Referring expression pointing data:
········
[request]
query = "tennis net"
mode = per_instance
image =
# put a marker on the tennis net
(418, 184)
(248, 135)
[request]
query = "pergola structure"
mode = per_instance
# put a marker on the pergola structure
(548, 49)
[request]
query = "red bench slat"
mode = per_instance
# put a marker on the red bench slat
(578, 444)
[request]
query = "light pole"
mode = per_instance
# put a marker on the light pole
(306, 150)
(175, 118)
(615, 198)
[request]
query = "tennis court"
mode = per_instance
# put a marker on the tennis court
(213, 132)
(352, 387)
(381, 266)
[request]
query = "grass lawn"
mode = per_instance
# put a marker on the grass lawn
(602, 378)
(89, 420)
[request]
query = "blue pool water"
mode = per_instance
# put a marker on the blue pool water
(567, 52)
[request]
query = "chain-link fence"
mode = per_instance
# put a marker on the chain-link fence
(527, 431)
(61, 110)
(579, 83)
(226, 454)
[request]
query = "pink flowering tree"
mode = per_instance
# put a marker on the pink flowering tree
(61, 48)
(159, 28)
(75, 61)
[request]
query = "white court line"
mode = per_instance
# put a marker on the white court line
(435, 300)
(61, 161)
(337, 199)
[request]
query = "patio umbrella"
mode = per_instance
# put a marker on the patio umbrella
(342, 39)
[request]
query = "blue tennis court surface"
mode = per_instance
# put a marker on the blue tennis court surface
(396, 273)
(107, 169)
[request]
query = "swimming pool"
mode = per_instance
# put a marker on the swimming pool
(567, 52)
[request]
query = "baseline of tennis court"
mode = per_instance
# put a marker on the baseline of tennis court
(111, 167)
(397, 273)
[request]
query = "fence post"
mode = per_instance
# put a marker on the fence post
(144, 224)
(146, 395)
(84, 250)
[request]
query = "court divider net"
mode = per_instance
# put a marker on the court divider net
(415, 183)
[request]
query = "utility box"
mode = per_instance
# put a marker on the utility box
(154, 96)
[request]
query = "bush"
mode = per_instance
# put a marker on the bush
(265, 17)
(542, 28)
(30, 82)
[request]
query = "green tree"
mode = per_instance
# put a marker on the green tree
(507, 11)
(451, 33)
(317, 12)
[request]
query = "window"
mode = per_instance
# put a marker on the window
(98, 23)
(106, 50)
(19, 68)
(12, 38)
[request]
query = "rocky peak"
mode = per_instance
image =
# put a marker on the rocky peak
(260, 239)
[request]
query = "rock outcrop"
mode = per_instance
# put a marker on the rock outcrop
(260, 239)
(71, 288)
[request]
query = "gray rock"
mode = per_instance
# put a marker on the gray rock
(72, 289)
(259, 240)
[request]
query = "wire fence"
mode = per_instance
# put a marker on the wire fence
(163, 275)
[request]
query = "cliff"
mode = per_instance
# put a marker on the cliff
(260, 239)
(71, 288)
········
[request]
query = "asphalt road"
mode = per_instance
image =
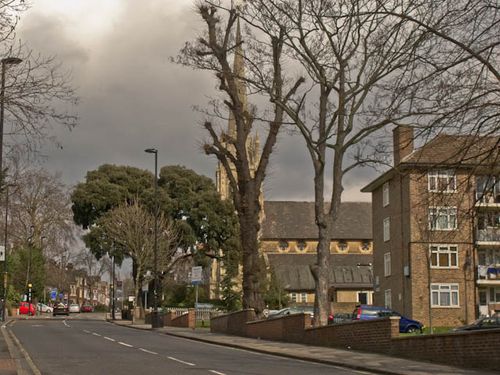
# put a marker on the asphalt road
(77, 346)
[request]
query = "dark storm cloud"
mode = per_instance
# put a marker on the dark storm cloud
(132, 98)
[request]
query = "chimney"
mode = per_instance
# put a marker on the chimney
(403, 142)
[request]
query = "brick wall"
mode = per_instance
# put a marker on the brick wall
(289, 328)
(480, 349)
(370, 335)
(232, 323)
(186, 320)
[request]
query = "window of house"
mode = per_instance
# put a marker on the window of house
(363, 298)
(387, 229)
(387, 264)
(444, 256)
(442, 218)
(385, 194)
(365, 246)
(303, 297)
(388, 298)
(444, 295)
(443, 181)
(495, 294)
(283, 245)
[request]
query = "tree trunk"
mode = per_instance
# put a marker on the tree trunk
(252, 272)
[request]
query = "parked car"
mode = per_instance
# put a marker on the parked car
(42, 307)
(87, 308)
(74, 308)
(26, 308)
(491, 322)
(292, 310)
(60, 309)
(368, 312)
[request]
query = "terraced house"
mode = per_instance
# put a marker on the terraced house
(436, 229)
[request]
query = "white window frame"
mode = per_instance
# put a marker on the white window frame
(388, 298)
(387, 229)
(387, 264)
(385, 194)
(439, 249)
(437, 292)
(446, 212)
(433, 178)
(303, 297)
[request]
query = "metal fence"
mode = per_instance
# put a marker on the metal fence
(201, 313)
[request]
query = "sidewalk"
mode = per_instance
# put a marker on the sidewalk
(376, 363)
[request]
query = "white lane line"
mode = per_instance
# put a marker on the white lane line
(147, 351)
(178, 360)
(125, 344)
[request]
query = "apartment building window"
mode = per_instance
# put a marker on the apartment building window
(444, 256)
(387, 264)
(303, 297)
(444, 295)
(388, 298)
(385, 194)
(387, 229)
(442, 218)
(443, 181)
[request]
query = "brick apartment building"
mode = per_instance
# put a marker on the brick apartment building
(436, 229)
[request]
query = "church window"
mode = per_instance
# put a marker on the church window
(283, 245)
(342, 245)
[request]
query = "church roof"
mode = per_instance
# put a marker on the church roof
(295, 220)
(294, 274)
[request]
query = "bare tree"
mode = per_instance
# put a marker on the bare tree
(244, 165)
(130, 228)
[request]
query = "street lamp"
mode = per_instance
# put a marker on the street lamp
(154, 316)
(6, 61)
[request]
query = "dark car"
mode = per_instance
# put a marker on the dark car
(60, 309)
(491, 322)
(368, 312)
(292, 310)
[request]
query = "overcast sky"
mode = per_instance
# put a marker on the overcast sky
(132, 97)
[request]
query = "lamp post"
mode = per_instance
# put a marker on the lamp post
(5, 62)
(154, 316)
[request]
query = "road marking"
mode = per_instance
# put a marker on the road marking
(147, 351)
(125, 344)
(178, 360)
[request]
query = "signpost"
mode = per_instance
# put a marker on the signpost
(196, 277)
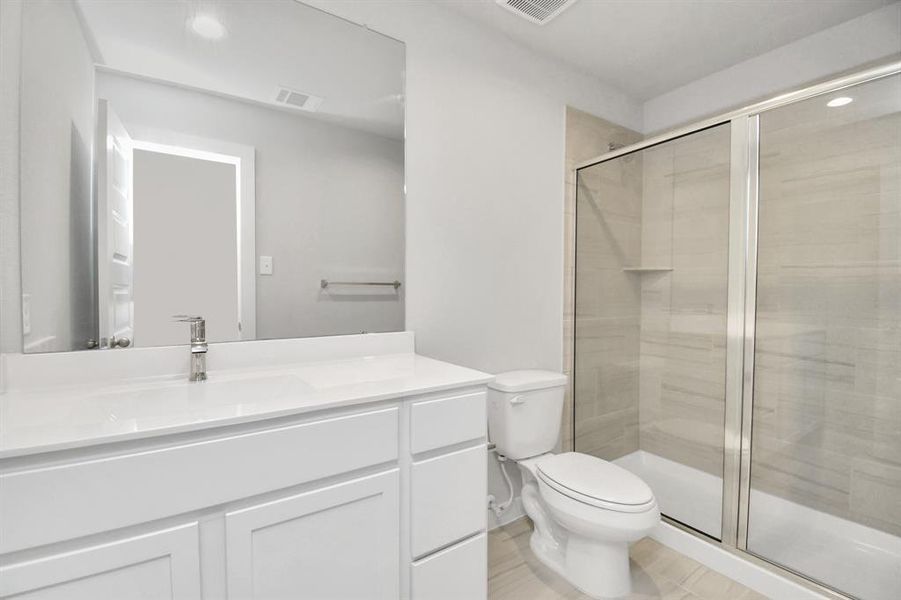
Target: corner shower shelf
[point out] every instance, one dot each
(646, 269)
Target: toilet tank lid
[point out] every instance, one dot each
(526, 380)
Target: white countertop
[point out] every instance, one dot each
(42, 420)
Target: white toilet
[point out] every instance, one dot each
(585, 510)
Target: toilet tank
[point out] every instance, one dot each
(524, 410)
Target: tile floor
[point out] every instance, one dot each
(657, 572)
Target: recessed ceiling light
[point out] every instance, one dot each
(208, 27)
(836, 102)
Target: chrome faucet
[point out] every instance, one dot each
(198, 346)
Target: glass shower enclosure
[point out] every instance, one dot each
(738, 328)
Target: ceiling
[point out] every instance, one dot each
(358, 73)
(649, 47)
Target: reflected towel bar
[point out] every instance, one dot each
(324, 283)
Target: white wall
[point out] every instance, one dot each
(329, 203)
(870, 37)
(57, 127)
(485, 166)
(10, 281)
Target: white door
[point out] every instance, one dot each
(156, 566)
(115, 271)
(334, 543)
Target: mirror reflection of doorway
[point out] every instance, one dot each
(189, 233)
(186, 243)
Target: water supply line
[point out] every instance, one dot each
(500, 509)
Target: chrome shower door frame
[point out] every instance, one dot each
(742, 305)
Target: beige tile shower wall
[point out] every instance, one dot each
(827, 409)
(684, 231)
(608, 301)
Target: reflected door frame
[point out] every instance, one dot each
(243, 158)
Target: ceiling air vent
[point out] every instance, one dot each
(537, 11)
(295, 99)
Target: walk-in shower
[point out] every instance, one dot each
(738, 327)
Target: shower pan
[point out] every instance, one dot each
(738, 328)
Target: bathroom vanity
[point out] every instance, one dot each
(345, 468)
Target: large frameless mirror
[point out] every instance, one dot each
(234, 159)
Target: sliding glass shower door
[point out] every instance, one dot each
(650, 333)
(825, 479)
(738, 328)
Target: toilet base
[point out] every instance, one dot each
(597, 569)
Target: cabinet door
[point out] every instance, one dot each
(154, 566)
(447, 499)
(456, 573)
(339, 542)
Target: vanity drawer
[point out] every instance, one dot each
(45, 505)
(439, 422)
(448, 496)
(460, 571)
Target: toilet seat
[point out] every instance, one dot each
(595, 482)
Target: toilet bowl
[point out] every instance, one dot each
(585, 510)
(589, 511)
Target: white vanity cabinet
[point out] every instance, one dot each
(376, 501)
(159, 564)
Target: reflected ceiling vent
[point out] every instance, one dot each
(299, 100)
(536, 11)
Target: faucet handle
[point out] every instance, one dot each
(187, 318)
········
Print exactly the lines above, between the one holding "Target: sliding glass shower door" and the one holding "Target: vanity drawer", inclusive, and nothing besides.

OUTPUT:
Target: sliding glass shower door
[point out] every instance, one dot each
(650, 333)
(825, 479)
(738, 328)
Target: toilet base
[point out] every instance, one dot each
(597, 569)
Target: cabinet door
[point out] every instance, one dot each
(154, 566)
(447, 499)
(456, 573)
(339, 542)
Target: vanity drawer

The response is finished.